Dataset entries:

__________________________________________________

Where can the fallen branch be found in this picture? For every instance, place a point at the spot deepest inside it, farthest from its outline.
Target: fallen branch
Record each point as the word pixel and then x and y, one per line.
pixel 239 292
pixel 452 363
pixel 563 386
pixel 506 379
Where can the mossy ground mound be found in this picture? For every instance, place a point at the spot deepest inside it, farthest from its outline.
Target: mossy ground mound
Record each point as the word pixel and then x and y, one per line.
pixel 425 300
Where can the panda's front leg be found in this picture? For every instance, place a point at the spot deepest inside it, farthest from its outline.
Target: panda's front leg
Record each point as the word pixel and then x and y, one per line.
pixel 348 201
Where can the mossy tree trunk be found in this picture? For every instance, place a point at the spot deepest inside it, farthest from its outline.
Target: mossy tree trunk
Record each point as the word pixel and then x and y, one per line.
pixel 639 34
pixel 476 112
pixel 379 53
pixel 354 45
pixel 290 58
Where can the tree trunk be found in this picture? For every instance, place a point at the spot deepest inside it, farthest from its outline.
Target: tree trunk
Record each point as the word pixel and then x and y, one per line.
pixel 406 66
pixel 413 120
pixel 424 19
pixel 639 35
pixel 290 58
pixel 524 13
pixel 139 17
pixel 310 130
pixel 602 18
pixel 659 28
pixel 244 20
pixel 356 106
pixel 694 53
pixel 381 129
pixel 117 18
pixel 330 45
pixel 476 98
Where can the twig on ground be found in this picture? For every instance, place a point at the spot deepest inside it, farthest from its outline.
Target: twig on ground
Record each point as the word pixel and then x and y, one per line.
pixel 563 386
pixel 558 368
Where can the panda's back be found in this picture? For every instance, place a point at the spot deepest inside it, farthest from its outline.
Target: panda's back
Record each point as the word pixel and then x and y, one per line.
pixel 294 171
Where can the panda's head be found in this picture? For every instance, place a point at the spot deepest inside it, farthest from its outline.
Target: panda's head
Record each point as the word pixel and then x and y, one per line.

__________________________________________________

Work required: Transcribe verbatim. Cover the lines from the first line of the entries above to the line containing "Where can the panda's front", inclusive.

Reply to the task:
Where can the fallen branch be found in this picture? For every instance, place a point at the spot deepest inside it, farthest from its outline.
Target: fallen branch
Record each point as the word pixel and then x and y, one per line.
pixel 239 292
pixel 452 363
pixel 563 386
pixel 506 379
Where can the mossy ground mound be found in this picture? For every instance, place a point at the spot deepest inside it, farthest from its outline.
Target: mossy ground mound
Record each point as the word pixel and then x and y, one per line.
pixel 425 300
Where can the panda's front leg be found in this picture? For every instance, place a point at the spot deepest inside it, farthest from its outline.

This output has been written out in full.